Task>
When you come to the line with "Target: potted plant", begin repeating; continue exactly through the final line of the records and include nothing from before.

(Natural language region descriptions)
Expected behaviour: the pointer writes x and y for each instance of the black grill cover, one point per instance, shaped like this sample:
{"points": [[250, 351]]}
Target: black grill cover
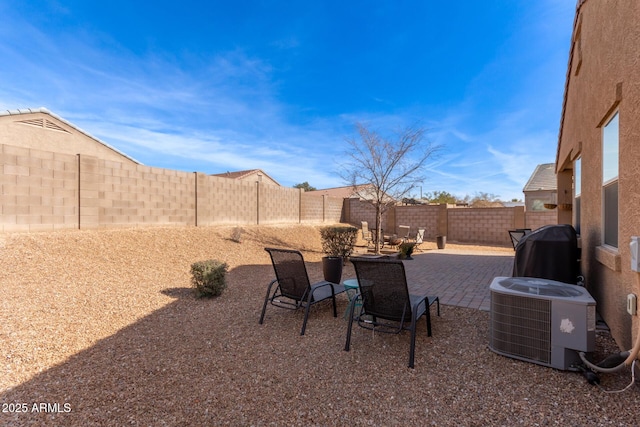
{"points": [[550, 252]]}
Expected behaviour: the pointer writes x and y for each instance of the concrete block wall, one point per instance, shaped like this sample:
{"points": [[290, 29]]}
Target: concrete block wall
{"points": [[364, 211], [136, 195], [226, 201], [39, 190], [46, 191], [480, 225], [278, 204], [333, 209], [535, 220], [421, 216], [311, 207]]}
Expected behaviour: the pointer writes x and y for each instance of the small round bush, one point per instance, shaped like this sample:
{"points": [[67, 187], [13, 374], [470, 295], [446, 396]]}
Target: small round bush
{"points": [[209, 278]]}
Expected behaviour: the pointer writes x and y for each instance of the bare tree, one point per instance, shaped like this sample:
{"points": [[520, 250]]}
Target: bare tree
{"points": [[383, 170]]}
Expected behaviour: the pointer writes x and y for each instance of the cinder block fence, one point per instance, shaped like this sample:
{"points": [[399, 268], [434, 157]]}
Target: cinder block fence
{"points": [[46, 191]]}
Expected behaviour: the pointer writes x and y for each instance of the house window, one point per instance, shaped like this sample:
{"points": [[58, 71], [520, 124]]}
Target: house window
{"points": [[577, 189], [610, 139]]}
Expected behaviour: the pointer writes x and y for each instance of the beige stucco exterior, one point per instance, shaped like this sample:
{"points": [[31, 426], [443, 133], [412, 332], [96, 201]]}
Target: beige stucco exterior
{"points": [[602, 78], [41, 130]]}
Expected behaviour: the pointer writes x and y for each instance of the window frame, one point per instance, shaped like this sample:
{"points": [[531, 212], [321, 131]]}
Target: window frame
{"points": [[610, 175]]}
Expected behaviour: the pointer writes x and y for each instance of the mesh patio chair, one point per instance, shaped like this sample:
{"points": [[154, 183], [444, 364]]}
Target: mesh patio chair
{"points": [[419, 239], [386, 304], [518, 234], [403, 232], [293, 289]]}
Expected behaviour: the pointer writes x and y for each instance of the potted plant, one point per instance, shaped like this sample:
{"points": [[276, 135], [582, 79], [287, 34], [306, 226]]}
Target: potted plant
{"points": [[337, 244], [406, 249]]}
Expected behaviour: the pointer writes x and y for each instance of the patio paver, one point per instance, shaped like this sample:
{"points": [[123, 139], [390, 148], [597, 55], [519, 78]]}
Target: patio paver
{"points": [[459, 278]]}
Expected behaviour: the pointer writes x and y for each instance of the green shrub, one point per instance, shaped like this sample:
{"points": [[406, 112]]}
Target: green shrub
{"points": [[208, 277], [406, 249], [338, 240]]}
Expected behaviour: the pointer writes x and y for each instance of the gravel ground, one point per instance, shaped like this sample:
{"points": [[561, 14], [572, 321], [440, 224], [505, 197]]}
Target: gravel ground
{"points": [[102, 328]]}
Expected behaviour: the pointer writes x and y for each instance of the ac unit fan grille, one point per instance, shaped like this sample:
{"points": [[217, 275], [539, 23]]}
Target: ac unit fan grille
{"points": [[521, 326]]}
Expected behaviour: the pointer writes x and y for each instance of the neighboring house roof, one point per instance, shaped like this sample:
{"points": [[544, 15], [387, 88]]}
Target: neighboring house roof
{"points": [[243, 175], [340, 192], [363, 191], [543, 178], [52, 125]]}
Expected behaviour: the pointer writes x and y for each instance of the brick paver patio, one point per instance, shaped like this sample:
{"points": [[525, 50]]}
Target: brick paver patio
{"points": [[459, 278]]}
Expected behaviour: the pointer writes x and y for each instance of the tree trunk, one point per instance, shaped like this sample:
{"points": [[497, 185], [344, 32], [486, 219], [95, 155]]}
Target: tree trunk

Written solution>
Target: potted plant
{"points": [[337, 244], [406, 249]]}
Expected behaviour: the pointer writes x and y for each instance of the patio paver, one point per instance, shaped like this sample:
{"points": [[123, 139], [390, 148], [597, 55], [519, 78]]}
Target: patio paver
{"points": [[459, 278]]}
Expected behaviour: the pointer writes x and y for each instance of the green shrub, one point per instance, shaped like this sample:
{"points": [[406, 112]]}
Target: green shrub
{"points": [[208, 277], [406, 249], [338, 240]]}
Expected behaviour: the pointer writes x and y for each instance of the gravel ground, one point per instance, shaped like this sample:
{"points": [[561, 14], [572, 321], [440, 224], [505, 197]]}
Target: gravel ground
{"points": [[102, 328]]}
Expected behaviour: the pointer writes x and y for each instance of the ac unit fan grille, one point per instance, shaped like this sample:
{"points": [[217, 275], [539, 23]]}
Target: ac unit fan grille
{"points": [[521, 326]]}
Expected behaviour: the pointer writes x and y for each instance of the neighboring house roof, one point per instance, shaped like this sample:
{"points": [[544, 15], [387, 88]]}
Target: neighboring house roof
{"points": [[243, 175], [340, 192], [363, 191], [543, 178], [52, 125]]}
Expected behaviour: the pointer writes x and y for each instance of the brick paver patio, one point per instance, shaped like this sample:
{"points": [[525, 50]]}
Target: brick paver patio
{"points": [[459, 278]]}
Expected behaviour: the pointer writes x and y for each instance of the tree trunk, one point per instance, shaped like this sample:
{"points": [[497, 185], [344, 32], [486, 219], [95, 155]]}
Target: tree trunk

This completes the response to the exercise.